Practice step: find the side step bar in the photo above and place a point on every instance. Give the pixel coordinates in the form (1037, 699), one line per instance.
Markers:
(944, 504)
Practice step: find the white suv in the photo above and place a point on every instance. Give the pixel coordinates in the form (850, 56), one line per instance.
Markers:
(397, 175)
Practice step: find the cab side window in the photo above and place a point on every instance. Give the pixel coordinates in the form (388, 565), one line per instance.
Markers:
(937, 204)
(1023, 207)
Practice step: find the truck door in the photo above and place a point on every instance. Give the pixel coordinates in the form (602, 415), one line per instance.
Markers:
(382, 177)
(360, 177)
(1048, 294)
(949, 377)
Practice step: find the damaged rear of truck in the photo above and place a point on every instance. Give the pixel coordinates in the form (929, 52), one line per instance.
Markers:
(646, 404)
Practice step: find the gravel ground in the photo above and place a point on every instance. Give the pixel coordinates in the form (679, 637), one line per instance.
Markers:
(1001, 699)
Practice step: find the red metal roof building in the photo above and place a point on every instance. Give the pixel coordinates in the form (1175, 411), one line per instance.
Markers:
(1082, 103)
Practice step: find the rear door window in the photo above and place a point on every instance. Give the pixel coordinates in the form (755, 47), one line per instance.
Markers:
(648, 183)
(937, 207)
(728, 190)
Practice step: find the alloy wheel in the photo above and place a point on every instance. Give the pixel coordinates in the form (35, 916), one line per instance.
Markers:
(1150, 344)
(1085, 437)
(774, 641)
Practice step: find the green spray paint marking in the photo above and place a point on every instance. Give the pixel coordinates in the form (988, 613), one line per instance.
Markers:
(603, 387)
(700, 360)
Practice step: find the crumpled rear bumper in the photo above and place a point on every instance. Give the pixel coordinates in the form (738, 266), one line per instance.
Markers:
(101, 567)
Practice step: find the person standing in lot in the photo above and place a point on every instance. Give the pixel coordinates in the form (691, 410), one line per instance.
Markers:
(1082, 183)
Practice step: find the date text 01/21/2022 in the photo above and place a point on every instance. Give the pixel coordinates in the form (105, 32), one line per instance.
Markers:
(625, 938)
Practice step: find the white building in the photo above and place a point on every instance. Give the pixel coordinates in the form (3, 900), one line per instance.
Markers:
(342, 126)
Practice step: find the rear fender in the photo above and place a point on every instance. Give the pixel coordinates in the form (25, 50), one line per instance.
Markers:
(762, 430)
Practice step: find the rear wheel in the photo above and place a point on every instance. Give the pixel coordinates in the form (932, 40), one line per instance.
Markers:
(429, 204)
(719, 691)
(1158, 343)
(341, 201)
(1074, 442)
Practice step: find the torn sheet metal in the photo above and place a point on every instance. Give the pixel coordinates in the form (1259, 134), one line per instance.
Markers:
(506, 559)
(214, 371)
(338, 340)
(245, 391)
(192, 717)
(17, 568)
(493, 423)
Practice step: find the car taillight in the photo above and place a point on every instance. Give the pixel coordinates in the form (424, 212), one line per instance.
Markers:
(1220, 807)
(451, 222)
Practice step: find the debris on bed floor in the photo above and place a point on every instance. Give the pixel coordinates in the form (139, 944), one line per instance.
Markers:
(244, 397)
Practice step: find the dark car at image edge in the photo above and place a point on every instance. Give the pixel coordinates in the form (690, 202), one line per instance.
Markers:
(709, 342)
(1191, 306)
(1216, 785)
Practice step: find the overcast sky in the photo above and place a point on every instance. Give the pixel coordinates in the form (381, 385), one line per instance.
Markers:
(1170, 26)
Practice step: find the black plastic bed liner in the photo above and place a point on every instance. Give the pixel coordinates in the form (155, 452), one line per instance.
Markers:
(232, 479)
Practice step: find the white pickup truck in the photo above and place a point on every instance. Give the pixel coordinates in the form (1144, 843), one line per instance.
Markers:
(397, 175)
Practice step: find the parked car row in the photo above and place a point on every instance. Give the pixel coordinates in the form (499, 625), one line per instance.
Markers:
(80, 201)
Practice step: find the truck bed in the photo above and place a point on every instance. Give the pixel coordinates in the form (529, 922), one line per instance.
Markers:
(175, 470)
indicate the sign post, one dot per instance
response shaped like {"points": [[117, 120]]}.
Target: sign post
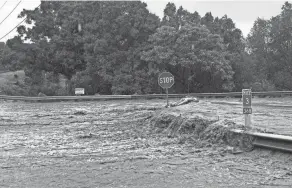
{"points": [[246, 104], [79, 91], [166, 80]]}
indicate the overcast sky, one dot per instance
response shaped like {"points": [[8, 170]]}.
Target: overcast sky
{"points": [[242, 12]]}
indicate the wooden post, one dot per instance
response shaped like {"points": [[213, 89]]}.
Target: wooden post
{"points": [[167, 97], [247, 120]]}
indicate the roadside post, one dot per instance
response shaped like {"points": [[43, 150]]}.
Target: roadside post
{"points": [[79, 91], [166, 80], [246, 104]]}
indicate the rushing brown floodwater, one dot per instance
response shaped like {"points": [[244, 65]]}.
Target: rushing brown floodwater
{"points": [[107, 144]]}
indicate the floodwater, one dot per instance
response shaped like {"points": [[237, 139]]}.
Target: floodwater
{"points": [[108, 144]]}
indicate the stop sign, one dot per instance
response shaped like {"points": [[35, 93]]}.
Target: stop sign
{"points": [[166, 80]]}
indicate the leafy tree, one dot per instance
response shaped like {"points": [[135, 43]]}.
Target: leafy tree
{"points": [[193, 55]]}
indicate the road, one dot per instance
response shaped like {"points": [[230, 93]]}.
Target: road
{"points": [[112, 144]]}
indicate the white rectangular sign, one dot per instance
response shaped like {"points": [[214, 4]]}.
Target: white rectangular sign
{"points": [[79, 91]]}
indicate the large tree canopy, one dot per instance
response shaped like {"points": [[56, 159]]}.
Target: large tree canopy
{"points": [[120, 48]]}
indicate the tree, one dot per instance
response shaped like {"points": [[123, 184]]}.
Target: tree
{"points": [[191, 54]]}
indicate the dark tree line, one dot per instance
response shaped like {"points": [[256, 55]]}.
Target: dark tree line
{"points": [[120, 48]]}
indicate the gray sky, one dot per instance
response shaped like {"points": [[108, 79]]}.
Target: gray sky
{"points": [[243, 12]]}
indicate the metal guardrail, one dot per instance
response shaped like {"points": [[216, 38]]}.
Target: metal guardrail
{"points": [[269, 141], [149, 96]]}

◇ ◇ ◇ ◇ ◇

Look through the entries above. Copy out every line holding the word "window".

WRITTEN REPLY.
Practice step: find the cab side window in the photo above and place a point on every instance. Give the pixel coordinates in the form (388, 565), one line per instance.
Practice step: find the rear door window in the photo above and place a point on every instance. Give the pixel coordinates in the form (755, 47), one line per instance.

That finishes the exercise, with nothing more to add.